-- Extract --
········

Category: Career

  • That Which Is Around Us

    “I am what is around me.” – Wallace Stevens, Theory

    We build the world around us, surrounding ourselves with things and people that reinforce for us that image in our minds. Believe you’re a hiker? Go to the mountains and be one. Sailor? Get a boat or crew in someone else’s. Runner? Get some good running shoes and hit the pavement again and again until it becomes your identity. Writer? Write every day: immerse yourself in the Great Conversation, pull in all that is around you like a warm blanket on a cold night and share it with the world.

    I heard about the death of a friendly acquaintance last night. He was larger than life in some ways, but fragile from years of abusing his body. He would drink too much, love too many, drive too fast and talk even faster, but he had a good heart and it showed in how he treated those around him. He lived the work hard, play hard mantra more than anyone I’ve ever met. I learned not to keep up with him drinking, to drive separately when going to meetings, and to keep pace when it came to work. I was just in his town last week but decided not to call him, thinking I didn’t have the time. It turns out I only had that time.

    We are what is around us. Jimmy surrounded himself with a lifestyle that killed him young, but was as fully alive as anyone I’ve met. We don’t get to choose everything that happens in our lives, but in our daily habits we slowly build up and reinforce our image of ourselves and what we might become. Ultimately it’s all just a story in our mind, and like any story you can choose to send it in another direction at any time. But you can’t turn a tragic-comedy into an action-adventure or a romance novel easily. Sometimes you’ve got to scrap the entire first draft and start writing a new book.

    As a nod to Jimmy, I’ll work to be more alive in the moment, but with a lot less vodka. I’ll work hard in my career and play hard at healthier activities than he chose. Like Jimmy I’ll beam in pride at my kids, but will try to lead by example that the things you surround yourself with in this one precious life matter much more than you might think. Those things either hold you up or press you down, so choose wisely. Thanks for the reminder Jimmy.

  • The Calendar Waltz

    They say people are increasingly stressed out on Sunday night with anticipation for the work week. I don’t tend to get stressed anymore. Being in a job I like helps, but so does structuring my days with some measure of sanity. Looking at my calendar this Monday morning, I see that the week is fully booked. That is as it should be, but this year I’ve looked at my schedule through a different lens; Is this block on my calendar the best use of my time?

········

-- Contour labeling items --
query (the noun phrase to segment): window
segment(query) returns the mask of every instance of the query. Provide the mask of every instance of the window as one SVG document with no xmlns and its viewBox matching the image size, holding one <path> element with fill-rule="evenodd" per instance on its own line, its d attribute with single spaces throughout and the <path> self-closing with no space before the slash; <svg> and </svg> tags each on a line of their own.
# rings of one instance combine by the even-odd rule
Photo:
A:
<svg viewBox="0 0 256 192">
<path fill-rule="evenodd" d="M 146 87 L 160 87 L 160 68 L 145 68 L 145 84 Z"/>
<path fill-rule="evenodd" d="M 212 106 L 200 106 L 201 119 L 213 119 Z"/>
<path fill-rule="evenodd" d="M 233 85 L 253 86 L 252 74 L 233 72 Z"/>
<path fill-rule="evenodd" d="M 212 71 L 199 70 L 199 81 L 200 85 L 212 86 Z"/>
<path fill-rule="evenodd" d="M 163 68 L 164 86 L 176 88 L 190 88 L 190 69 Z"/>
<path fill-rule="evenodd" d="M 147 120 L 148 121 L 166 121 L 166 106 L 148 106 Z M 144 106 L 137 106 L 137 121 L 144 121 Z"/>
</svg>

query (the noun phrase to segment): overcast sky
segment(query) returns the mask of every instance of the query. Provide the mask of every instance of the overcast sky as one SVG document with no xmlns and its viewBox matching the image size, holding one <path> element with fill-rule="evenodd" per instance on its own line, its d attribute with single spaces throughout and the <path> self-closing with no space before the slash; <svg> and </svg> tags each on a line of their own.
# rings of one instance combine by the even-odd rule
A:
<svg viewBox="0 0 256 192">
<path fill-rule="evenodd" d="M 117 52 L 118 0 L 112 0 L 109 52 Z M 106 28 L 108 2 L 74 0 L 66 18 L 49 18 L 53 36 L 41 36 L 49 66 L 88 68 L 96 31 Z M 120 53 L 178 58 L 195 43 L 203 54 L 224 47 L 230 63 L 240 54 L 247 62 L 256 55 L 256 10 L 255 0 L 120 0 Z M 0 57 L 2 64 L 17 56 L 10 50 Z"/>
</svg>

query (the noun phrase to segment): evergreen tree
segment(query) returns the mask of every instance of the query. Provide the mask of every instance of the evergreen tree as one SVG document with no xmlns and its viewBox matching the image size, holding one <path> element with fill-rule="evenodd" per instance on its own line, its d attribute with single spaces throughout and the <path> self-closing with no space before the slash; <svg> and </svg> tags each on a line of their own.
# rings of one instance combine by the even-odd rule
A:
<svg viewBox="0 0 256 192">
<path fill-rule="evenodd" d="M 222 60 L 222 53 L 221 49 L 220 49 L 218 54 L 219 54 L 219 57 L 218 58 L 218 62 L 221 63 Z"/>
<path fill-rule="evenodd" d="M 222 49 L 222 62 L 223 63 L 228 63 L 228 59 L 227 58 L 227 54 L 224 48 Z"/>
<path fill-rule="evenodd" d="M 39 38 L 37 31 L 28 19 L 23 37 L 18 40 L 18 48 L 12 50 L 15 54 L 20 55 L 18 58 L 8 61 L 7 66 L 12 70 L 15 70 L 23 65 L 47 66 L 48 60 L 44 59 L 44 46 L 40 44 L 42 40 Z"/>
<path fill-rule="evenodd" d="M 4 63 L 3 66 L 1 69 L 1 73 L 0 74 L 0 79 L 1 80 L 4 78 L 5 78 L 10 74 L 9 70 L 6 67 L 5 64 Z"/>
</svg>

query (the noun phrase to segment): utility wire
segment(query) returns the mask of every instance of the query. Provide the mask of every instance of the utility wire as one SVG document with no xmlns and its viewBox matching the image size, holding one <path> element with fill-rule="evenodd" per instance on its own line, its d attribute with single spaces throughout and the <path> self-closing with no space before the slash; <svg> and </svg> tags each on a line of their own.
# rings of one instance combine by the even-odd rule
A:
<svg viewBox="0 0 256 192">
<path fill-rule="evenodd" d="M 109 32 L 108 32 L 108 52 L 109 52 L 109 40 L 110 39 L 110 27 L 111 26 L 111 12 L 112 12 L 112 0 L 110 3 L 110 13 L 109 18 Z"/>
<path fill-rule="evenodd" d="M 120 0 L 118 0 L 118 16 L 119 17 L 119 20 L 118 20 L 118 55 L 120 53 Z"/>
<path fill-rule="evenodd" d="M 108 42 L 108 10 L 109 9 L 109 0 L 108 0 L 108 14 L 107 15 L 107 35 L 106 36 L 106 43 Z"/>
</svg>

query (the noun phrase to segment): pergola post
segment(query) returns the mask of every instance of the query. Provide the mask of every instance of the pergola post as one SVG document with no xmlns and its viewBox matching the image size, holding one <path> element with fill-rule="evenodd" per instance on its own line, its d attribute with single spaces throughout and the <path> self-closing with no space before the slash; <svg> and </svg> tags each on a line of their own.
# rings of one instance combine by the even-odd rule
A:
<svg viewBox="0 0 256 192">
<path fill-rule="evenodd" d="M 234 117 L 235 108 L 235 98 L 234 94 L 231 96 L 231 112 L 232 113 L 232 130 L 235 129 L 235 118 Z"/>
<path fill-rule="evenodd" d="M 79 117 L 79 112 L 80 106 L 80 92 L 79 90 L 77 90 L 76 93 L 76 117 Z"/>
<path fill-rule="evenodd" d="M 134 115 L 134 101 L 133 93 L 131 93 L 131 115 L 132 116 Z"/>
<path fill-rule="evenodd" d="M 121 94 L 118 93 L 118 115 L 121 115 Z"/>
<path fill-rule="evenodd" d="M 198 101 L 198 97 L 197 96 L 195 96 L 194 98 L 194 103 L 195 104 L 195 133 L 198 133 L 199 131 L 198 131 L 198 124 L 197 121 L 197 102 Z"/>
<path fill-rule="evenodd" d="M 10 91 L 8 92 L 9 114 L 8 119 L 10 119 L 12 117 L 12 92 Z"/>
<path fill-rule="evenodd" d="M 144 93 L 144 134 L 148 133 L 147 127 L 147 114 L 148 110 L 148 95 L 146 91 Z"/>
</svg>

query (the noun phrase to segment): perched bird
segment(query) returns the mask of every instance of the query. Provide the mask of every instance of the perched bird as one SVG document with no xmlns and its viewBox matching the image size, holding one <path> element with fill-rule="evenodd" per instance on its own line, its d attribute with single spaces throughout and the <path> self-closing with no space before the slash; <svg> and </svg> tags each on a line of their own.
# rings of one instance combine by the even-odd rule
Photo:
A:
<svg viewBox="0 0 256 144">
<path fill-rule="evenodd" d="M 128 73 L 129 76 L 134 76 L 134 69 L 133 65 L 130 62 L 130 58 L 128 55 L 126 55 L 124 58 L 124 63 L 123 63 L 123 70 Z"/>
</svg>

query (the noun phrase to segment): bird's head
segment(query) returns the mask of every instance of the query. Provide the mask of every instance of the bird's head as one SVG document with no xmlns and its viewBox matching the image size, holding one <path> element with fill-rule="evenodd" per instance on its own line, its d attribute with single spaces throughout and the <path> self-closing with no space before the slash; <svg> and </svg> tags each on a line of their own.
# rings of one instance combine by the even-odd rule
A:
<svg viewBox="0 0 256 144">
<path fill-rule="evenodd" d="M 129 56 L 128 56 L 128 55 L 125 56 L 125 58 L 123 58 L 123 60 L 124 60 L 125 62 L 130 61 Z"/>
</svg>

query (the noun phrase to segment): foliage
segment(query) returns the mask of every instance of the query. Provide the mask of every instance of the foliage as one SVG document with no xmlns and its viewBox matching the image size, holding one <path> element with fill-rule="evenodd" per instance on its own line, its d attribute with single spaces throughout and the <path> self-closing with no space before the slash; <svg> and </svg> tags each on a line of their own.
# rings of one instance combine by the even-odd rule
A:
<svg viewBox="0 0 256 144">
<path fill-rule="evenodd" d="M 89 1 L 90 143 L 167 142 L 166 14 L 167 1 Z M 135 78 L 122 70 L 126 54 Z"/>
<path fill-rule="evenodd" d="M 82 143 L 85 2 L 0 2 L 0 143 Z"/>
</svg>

········

-- Task requirements --
• a. Answer these questions about the Career post:
(i) Whose words are quoted at the start of "That Which Is Around Us"?
(ii) What did the writer learn to do when going to meetings with Jimmy?
(iii) According to "The Calendar Waltz," how booked is the writer's week on this Monday morning?
• b. Filter the records down to every line containing the string "overcast", matching case exactly.

-- The replies --
• a.
(i) Wallace Stevens
(ii) Drive separately
(iii) Fully booked

• b.
query (the noun phrase to segment): overcast sky
segment(query) returns the mask of every instance of the query. Provide the mask of every instance of the overcast sky as one SVG document with no xmlns and its viewBox matching the image size, holding one <path> element with fill-rule="evenodd" per instance on its own line, its d attribute with single spaces throughout and the <path> self-closing with no space before the slash; <svg> and </svg> tags each on a line of their own.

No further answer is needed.